Write each entry out again, exactly as it is written.
BEGIN Data for this exercise
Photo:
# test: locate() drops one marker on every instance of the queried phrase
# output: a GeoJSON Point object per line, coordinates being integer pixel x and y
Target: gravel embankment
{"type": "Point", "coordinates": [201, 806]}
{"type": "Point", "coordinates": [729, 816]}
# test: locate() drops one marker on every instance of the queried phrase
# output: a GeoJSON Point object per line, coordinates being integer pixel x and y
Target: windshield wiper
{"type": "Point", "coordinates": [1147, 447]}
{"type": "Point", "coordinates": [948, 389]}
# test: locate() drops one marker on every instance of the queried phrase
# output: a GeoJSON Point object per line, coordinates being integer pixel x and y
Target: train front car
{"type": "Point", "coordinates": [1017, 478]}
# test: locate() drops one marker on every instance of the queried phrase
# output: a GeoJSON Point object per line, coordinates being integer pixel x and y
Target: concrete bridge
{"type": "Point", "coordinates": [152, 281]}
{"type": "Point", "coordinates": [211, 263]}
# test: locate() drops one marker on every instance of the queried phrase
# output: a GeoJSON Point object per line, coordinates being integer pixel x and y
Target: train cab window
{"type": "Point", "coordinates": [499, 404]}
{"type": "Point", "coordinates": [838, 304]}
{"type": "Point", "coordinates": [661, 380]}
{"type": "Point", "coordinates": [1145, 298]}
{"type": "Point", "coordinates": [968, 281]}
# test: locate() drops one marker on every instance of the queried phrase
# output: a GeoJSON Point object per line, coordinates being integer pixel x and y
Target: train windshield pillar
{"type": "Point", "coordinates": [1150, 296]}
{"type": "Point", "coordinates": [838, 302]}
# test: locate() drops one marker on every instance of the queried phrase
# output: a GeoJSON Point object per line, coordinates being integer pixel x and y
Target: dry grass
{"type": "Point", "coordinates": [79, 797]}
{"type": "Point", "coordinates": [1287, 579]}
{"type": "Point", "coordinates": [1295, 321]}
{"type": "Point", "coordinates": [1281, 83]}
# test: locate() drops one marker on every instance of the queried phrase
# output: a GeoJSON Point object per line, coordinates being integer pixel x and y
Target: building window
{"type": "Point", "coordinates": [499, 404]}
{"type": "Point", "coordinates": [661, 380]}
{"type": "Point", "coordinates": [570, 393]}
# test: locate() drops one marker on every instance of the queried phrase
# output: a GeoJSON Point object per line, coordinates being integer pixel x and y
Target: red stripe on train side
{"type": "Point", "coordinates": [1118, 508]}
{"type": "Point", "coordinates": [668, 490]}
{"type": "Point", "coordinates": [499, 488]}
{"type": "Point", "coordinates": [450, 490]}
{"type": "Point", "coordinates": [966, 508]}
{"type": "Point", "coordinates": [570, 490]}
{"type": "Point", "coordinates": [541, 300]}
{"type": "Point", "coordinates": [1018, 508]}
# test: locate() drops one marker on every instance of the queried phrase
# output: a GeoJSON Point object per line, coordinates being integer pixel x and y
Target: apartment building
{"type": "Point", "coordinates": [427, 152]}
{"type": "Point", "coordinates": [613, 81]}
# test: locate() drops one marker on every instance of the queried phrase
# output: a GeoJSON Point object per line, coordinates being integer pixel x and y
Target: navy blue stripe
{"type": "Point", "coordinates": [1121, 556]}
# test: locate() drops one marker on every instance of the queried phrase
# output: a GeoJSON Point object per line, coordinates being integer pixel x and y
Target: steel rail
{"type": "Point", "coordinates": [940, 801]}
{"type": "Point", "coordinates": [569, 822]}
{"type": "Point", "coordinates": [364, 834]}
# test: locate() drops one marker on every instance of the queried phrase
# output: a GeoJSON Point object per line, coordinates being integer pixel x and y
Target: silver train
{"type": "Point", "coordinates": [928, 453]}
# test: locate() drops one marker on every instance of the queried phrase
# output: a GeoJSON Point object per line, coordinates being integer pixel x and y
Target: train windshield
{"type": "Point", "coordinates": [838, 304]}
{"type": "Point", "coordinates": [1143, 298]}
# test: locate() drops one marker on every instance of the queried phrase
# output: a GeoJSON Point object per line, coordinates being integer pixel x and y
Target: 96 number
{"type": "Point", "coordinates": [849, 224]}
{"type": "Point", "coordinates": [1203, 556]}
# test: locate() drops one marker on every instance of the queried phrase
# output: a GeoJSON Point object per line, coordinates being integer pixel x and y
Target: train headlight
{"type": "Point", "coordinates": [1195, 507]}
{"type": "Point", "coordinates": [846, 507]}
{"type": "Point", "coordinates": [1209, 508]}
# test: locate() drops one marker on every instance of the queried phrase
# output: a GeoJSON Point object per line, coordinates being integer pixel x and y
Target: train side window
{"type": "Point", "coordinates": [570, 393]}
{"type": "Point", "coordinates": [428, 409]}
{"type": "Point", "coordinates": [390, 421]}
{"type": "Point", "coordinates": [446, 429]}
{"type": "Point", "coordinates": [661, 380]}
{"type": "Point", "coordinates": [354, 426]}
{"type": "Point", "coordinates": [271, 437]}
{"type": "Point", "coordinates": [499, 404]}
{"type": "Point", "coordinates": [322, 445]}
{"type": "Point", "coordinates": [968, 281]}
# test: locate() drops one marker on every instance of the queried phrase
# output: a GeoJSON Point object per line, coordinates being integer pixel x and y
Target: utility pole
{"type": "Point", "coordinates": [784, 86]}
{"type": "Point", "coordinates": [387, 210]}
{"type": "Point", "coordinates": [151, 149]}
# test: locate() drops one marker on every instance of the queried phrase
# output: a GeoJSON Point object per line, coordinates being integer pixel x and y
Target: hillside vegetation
END Data for this exercise
**Result of the exercise:**
Photo:
# test: locate() drops one marker on every instance of the queried phrase
# output: a GeoJSON Point object per line, coordinates being integer pixel x and y
Target: gravel embankment
{"type": "Point", "coordinates": [201, 806]}
{"type": "Point", "coordinates": [729, 816]}
# test: locate() drops one marker on every instance of the queried phrase
# output: a GeoJSON Point object per line, coordinates being integer pixel x and y
Target: windshield wiper
{"type": "Point", "coordinates": [1147, 447]}
{"type": "Point", "coordinates": [948, 389]}
# test: locate() drops one marker on every instance of the queried phrase
# output: a GeoJSON Point object per line, coordinates being integer pixel x and y
Target: train front car
{"type": "Point", "coordinates": [1017, 478]}
# test: locate() drops one marker on every instance of the queried phrase
# output: a GeoJSON Point object per line, coordinates being integer pixel x and y
Target: concrete bridge
{"type": "Point", "coordinates": [152, 281]}
{"type": "Point", "coordinates": [211, 263]}
# test: locate() drops one marker on every instance of the queried phrase
# output: a GeoJSON Point object per line, coordinates being integer pixel x and y
Target: train cab window
{"type": "Point", "coordinates": [499, 404]}
{"type": "Point", "coordinates": [838, 304]}
{"type": "Point", "coordinates": [661, 380]}
{"type": "Point", "coordinates": [1145, 298]}
{"type": "Point", "coordinates": [968, 281]}
# test: locate() drops one marker on every instance of the queried phrase
# output: a GeoJSON Point object per line, coordinates being integer pixel x and y
Target: train windshield pillar
{"type": "Point", "coordinates": [1150, 296]}
{"type": "Point", "coordinates": [838, 302]}
# test: locate() drops one marker on every instance of the queried phrase
# output: a GeoJSON Point object per line, coordinates being integer pixel x and y
Target: dry grass
{"type": "Point", "coordinates": [79, 797]}
{"type": "Point", "coordinates": [1287, 579]}
{"type": "Point", "coordinates": [1295, 321]}
{"type": "Point", "coordinates": [1281, 83]}
# test: locate() drops one marker on every instance of the queried phrase
# output: a GeoJSON Point object per line, coordinates being integer pixel x and y
Target: building window
{"type": "Point", "coordinates": [499, 404]}
{"type": "Point", "coordinates": [661, 380]}
{"type": "Point", "coordinates": [570, 393]}
# test: locate() drops one marker on every instance of the queried phrase
# output: a GeoJSON Point object per line, coordinates being integer pixel x and y
Target: red stripe on train side
{"type": "Point", "coordinates": [1118, 508]}
{"type": "Point", "coordinates": [668, 490]}
{"type": "Point", "coordinates": [499, 488]}
{"type": "Point", "coordinates": [450, 490]}
{"type": "Point", "coordinates": [966, 508]}
{"type": "Point", "coordinates": [570, 490]}
{"type": "Point", "coordinates": [541, 300]}
{"type": "Point", "coordinates": [1018, 508]}
# test: locate() drops one marker on every instance of the queried phrase
# output: a GeoJSON Point object per line, coordinates being integer pixel x and y
Target: apartment building
{"type": "Point", "coordinates": [427, 152]}
{"type": "Point", "coordinates": [613, 81]}
# test: locate() drops one marker on every instance of the queried phrase
# output: a GeoJSON Point object per line, coordinates being integer pixel x and y
Target: navy blue stripe
{"type": "Point", "coordinates": [1121, 556]}
# test: locate() drops one marker on every instance of the queried phrase
# output: a GeoJSON Point object per line, coordinates being integer pixel x and y
Target: steel rail
{"type": "Point", "coordinates": [940, 801]}
{"type": "Point", "coordinates": [569, 822]}
{"type": "Point", "coordinates": [364, 834]}
# test: locate() drops one marker on every instance of the queried phrase
# output: a GeoJSON Point object per line, coordinates being integer pixel x and y
Target: silver train
{"type": "Point", "coordinates": [928, 453]}
# test: locate() drops one marker on every instance of the queried phrase
# output: a GeoJSON Point object per line, coordinates being integer pixel x and y
Target: train windshield
{"type": "Point", "coordinates": [838, 304]}
{"type": "Point", "coordinates": [1143, 298]}
# test: locate() drops one marker on every instance of the queried phrase
# output: a GeoJSON Point object per line, coordinates being integer pixel x and y
Target: 96 number
{"type": "Point", "coordinates": [849, 224]}
{"type": "Point", "coordinates": [1203, 556]}
# test: locate() drops one marker on every instance of the queried phrase
# output: a GeoJSON Point object per line, coordinates being integer pixel x and y
Target: train headlight
{"type": "Point", "coordinates": [1195, 507]}
{"type": "Point", "coordinates": [846, 507]}
{"type": "Point", "coordinates": [1209, 508]}
# test: locate() drops one marker on every instance of the queried phrase
# output: a GeoJSON Point object per line, coordinates being integer pixel x and y
Target: train side window
{"type": "Point", "coordinates": [570, 393]}
{"type": "Point", "coordinates": [428, 409]}
{"type": "Point", "coordinates": [390, 421]}
{"type": "Point", "coordinates": [446, 429]}
{"type": "Point", "coordinates": [661, 380]}
{"type": "Point", "coordinates": [354, 426]}
{"type": "Point", "coordinates": [271, 437]}
{"type": "Point", "coordinates": [499, 404]}
{"type": "Point", "coordinates": [322, 445]}
{"type": "Point", "coordinates": [968, 281]}
# test: locate() drops one marker on every instance of the queried phrase
# output: a GeoJSON Point object per line, coordinates being integer pixel x and y
Target: utility pole
{"type": "Point", "coordinates": [784, 86]}
{"type": "Point", "coordinates": [387, 210]}
{"type": "Point", "coordinates": [151, 149]}
# test: locate() drops one marker on every instance of the queried phrase
# output: a GeoJSON Point object per line, coordinates being integer pixel x and y
Target: hillside vegetation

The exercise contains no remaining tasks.